» Okuma Parçası:
====

Bizim ülkenin babası çoktur; “ devlet baba, paşa baba, Müslüm Baba, mafya babası…”

Bir de “öteki babalar” var.

Yağmur yağarken barajdaki su mesafesi tahmini yapanlar değil; çocuklarına gelecek kurma telaşıyla, üç beş kuruş için meydanlarda, köşelerde ıslanan babalar…

Soğuk havalarda sıcacık evinde kaloriferin derecesini yükseltenler değil, bir şantiye, bir tersanede titreyerek çalışan, buz kesiği demirlere elleri, derileri yapışan babalar...

Önüne istemediği yemek gelince dudak büküp memnun olmayan evlatlarının şımarık taleplerine yetişenler değil; açlığına, hâlsizliğine, hastalığına aldırmayıp ekmek parası peşinde koşturan babalar…

* * *

Bu toprakların büyük velilerinden İbrahim Hakkı hazretleri ‘Yıkıntı ehlini hor görme zakir, hazinelere sahip viraneler var’ derken, “öteki babaları” anlatıyor sanki…

Gecenin bir yarısı küçücük puntolarla yıllara bölünmüş sayfalarca ödenecek taksitlerin sıkıntısını yapayalnız çekmeyi “öteki babalar” biliyor.

Dokunmadan, uzaktan sevmeyi bir de…

Adeta ‘ polis gibi’ hep en kötüsünü düşünen annelerin dayatmasıyla baba, çocuklukta ‘korku ve disiplin’ oluyor. Ancak elleri elini tuttuğunda da ‘güven’ veriyor. Çünkü hayatının sonuna kadar evladını koruyup sahiplenen hem güçlü hem şefkatli kişidir “baba.”

Her çocuk için dünyanın başlangıcı ve merkezidir baba, anne rahmine emanet bıraktığı canıyla…

Belki görmesen de kendini iyi hisseder, onun orada olduğunu, seni sevgiyle koruyacağını bilirsin.

* * *

‘Dünya ağrısı’ diye bir şey var. Karıncalanmış ellerindeki damarları artık daha belirginleşmiş, yüzündeki derin yorgunluk çizgileriyle yaşamak, dinmeyen bir ağrı oluyor ‘babalar’ için…

Şu Gönül Dağı’nda anlattıkları “dağ” baba olabilir mi?

====

» Yapılacak Görevler:
a – Okuma parçasının ilk cümlesinde tırnak içinde sayılan babaları listele.
b – Okuma parçasına göre annelerin dayatmasıyla baba çocuklukta ne oluyor?
c – Okuma parçasında "Bu toprakların büyük" ile başlayan yerden "sevgiyle koruyacağını bilirsin." ile biten yere kadar her şeyi, "güven" yerine "huzur" koyarak yeniden yaz.
Bundan sonra gelen veriler, okuma parçasından ayrı bir malzemedir.

» Sağlanan Veriler:
====

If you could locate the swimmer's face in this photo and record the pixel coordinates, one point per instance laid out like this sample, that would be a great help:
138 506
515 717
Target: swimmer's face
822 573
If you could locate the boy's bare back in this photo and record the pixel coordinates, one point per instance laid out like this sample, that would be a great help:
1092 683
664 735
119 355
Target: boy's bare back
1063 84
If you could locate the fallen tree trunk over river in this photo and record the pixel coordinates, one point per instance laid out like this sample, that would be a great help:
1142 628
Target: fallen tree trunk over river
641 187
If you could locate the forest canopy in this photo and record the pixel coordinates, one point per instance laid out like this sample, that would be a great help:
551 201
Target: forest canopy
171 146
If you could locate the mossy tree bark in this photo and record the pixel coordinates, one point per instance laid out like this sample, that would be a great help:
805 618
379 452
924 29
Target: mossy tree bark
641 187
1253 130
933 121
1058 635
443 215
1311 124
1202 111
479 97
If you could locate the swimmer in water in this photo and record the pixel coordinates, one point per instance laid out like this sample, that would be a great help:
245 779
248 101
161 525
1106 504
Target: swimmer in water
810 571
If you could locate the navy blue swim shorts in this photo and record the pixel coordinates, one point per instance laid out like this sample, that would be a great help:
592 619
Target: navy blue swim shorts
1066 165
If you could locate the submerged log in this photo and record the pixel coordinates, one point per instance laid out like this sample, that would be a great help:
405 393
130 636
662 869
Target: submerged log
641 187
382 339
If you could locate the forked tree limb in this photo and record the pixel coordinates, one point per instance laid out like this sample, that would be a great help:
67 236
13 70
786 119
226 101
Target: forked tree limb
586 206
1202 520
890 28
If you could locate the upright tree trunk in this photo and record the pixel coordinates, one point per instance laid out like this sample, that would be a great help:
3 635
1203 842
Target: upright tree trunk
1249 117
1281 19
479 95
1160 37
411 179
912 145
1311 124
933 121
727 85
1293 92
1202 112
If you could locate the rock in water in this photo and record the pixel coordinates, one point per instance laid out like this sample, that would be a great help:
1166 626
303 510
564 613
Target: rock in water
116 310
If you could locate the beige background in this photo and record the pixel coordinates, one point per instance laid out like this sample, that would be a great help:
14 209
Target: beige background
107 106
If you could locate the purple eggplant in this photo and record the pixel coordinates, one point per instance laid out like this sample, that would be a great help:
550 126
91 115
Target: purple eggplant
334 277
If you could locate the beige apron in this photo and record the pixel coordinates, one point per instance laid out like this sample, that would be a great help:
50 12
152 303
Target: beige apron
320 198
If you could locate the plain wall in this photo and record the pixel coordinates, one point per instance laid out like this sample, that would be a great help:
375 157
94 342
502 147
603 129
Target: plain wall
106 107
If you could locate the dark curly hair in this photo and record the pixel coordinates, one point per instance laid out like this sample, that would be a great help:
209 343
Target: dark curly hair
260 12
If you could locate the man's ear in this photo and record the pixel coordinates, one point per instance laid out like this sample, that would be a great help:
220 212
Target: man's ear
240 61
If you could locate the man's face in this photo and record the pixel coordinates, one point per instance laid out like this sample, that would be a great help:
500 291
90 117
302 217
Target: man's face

====

» Çıktılar:
a –
devlet baba
paşa baba
Müslüm Baba
mafya babası

b – Korku ve disiplin oluyor.

c –
Bu toprakların büyük velilerinden İbrahim Hakkı hazretleri ‘Yıkıntı ehlini hor görme zakir, hazinelere sahip viraneler var’ derken, “öteki babaları” anlatıyor sanki…

Gecenin bir yarısı küçücük puntolarla yıllara bölünmüş sayfalarca ödenecek taksitlerin sıkıntısını yapayalnız çekmeyi “öteki babalar” biliyor.

Dokunmadan, uzaktan sevmeyi bir de…

Adeta ‘ polis gibi’ hep en kötüsünü düşünen annelerin dayatmasıyla baba, çocuklukta ‘korku ve disiplin’ oluyor. Ancak elleri elini tuttuğunda da ‘huzur’ veriyor. Çünkü hayatının sonuna kadar evladını koruyup sahiplenen hem güçlü hem şefkatli kişidir “baba.”

Her çocuk için dünyanın başlangıcı ve merkezidir baba, anne rahmine emanet bıraktığı canıyla…

Belki görmesen de kendini iyi hisseder, onun orada olduğunu, seni sevgiyle koruyacağını bilirsin.